> About this task:
Give back all the data exactly as it was written.

———

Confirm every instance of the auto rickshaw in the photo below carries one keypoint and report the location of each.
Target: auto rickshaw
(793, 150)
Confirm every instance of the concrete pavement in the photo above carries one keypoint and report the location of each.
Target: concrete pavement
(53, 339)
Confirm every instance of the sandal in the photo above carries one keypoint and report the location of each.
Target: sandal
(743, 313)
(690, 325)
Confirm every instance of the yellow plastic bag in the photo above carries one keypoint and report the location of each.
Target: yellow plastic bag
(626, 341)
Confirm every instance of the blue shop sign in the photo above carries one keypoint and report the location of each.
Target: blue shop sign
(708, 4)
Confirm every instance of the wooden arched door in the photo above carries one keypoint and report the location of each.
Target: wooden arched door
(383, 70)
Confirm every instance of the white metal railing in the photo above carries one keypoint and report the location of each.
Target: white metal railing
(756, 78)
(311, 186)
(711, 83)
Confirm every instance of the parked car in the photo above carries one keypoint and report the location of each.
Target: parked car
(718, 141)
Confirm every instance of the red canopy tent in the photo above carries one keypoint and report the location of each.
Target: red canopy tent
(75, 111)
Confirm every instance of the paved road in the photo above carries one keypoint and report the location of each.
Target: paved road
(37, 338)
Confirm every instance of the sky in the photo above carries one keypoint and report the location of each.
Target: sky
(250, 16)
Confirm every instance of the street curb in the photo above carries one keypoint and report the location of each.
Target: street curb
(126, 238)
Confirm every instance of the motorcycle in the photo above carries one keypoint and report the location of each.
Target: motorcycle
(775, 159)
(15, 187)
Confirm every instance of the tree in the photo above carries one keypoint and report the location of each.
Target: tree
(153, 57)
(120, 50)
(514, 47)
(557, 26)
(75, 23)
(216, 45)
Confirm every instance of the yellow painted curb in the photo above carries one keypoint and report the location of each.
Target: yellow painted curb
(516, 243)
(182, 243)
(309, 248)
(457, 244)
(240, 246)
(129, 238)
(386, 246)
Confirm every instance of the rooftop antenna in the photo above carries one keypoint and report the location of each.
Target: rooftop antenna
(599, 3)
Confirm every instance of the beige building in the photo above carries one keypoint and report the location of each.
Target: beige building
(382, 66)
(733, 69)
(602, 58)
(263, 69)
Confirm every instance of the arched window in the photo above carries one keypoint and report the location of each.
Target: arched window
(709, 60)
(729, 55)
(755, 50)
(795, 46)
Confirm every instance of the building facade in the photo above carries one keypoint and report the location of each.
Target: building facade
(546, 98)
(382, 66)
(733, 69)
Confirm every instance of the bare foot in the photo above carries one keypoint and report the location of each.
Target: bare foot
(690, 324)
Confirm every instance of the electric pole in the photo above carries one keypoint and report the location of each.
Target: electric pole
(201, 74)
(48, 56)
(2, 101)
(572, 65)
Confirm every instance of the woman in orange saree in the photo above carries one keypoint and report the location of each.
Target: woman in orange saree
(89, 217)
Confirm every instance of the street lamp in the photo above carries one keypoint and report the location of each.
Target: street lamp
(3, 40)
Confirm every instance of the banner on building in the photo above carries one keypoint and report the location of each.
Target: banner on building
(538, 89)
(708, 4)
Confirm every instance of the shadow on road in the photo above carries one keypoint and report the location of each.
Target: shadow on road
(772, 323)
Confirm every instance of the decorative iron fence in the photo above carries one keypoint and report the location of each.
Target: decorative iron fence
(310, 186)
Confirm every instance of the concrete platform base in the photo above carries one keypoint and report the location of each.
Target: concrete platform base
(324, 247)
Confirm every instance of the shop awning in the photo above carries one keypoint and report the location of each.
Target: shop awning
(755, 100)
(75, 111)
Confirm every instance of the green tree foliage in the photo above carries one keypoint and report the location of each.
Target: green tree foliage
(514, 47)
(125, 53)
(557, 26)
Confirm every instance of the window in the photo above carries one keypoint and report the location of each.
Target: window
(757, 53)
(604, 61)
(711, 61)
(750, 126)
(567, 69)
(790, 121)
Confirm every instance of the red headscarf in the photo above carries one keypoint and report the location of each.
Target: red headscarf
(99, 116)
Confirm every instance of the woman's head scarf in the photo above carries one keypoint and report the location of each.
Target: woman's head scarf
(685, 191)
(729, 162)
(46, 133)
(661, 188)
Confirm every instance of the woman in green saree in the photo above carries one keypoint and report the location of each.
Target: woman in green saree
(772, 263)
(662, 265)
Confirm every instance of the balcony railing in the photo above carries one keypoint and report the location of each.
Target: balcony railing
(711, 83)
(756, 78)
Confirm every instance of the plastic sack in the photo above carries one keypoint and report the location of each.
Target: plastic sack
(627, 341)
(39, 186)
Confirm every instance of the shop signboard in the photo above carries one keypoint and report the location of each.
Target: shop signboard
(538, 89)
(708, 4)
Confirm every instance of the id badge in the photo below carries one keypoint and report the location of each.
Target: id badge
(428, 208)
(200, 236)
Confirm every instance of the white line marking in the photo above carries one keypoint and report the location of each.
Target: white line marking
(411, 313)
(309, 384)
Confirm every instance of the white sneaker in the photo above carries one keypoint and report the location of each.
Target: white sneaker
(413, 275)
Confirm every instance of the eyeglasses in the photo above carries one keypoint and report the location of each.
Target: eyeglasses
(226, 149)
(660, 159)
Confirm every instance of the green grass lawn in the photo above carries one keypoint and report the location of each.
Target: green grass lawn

———

> Exercise result:
Confirm every instance of the auto rickshaw in the photo below carries one keypoint and report the location of each.
Target: auto rickshaw
(793, 150)
Confirm every instance of the concrete pavement in the photo above carries one keypoint and report the location of each.
Target: concrete pavement
(53, 339)
Confirm every instance of the sandal in the photo above carries one keypoint and report the location of each.
Target: sandal
(743, 313)
(690, 325)
Confirm every instance of the yellow plastic bag in the photo above carries one keypoint and report the location of each.
Target: yellow plastic bag
(626, 341)
Confirm every instance of the blue shop sign in the photo above carries one keypoint and report the location of each.
Target: blue shop sign
(708, 4)
Confirm every instance of the wooden arched door in the photo above carries one keypoint and report the location of each.
Target: wooden arched door
(383, 70)
Confirm every instance of the white metal railing in the photo above carries one keypoint and report the location of each.
Target: white metal railing
(756, 78)
(311, 186)
(711, 83)
Confirm every instance of the parked car in the photo above carries one keypoint and report the location of each.
Target: parked car
(718, 141)
Confirm every instance of the red canopy tent in the photo above carries one keypoint and report the location of each.
Target: red canopy tent
(75, 111)
Confirm every instance of the paved road in the photo above carries one keypoint and report the location of each.
Target: paved road
(37, 338)
Confirm every instance of the sky in the photo above carries one keypoint and report the location of each.
Target: sky
(250, 16)
Confirm every instance of the street curb in the photo above carries one keypoint and report the location of each.
Target: street curb
(126, 238)
Confirm every instance of the motorcycle in the photo above carries one keypoint and report the location of each.
Target: motorcycle
(775, 159)
(15, 187)
Confirm every instance of the tree in the photo above carries one keypoint and report the location of each.
Target: tree
(153, 57)
(120, 50)
(514, 47)
(557, 26)
(75, 23)
(216, 45)
Confirm every instance of the yellow painted curb in the photo above carries one keypoint and report the location of each.
Target: yellow painted curb
(516, 243)
(182, 243)
(309, 248)
(457, 244)
(240, 246)
(129, 238)
(386, 246)
Confirm every instance of the rooftop antenna in the photo above carries one keypoint and report the location of each.
Target: rooftop antenna
(599, 3)
Confirm every instance of the beige building in the photo above carries one keypoint and report the location of each.
Target: beige building
(382, 66)
(733, 69)
(602, 58)
(263, 69)
Confirm every instance of the arched window in the photo above carries one keypoint and report the location of each.
Target: arched window
(709, 60)
(729, 55)
(755, 50)
(795, 46)
Confirm every instance of the building facade in the photo above carries one keypoint and report the location of each.
Target: building facade
(546, 98)
(382, 66)
(733, 69)
Confirm every instance of the bare foot in the photo above carries one keypoint and report the location of each.
Target: bare foot
(690, 324)
Confirm every instance of the electric pole in the photo above carries one keypoint and report the location of each.
Target: electric pole
(201, 74)
(48, 56)
(2, 101)
(572, 65)
Confirm every instance of the woman in orange saree in the photo above carries one keypoint and report the location of each.
Target: woman in orange saree
(89, 217)
Confirm every instance of the street lamp in the photo above carries one keypoint and report the location of each.
Target: street lamp
(3, 40)
Confirm every instance of the banner on building in the photo above carries one keypoint and report the location of each.
Target: banner on building
(538, 89)
(708, 4)
Confirm every instance of the shadow on road in the photo above carries one keypoint and report the location of each.
Target: shadow on road
(772, 323)
Confirm every instance of the decorative iron fence in the photo above carries one keypoint and report the location of each.
Target: decorative iron fence
(310, 186)
Confirm every instance of the concrete platform base in the photo above carries one keypoint and report the location of each.
Target: concrete platform base
(324, 247)
Confirm every instance of the shop awning in the photo above carries one keypoint and report the location of each.
Target: shop awning
(755, 100)
(75, 111)
Confirm every instance of the green tree foliage in the photo above carries one keypoint and report the location of each.
Target: green tree foliage
(514, 47)
(125, 53)
(557, 26)
Confirm every instance of the window in the photo above carries one keypoint and report the location of each.
Target: window
(757, 53)
(604, 61)
(711, 61)
(750, 126)
(567, 69)
(790, 121)
Confirm every instance of the red headscarf in the photo above carries one keypoint and report the location of each.
Target: red headscarf
(99, 116)
Confirm every instance of the woman's head scarf in the photo above carries one keypoint and report the location of each.
Target: woman's head scarf
(685, 191)
(729, 162)
(46, 133)
(661, 188)
Confirm every instance of the woman in green saree in the photo above carries one keypoint and report the location of each.
Target: woman in green saree
(772, 263)
(662, 265)
Confirm every instance of the balcony railing in the photo above carries one keypoint and report the location of each.
Target: balcony railing
(711, 83)
(756, 78)
Confirm every instance of the plastic sack in the photo above carries one keypoint and report the location of each.
Target: plastic sack
(627, 341)
(39, 186)
Confirm every instance of the shop signboard in the photo above carries one keypoint and report the location of each.
Target: shop signboard
(538, 89)
(708, 4)
Confirm every instance of the id badge in the photo below carries one keypoint and report the location of each.
Target: id badge
(428, 208)
(200, 236)
Confirm every instance of the white line marking in the photo above carries one keypoint and report the location of each.
Target: white line marking
(411, 313)
(309, 384)
Confirm every instance of the white sneaker in the photo above carries one keypoint and report the location of each.
Target: white sneaker
(413, 275)
Confirm every instance of the eyeglasses in the photo above carries one keypoint and report the location of each.
Target: eyeglasses
(226, 149)
(660, 159)
Confirm every instance of the green grass lawn in the photo above carries one keypoint and report the location of each.
Target: green grass lawn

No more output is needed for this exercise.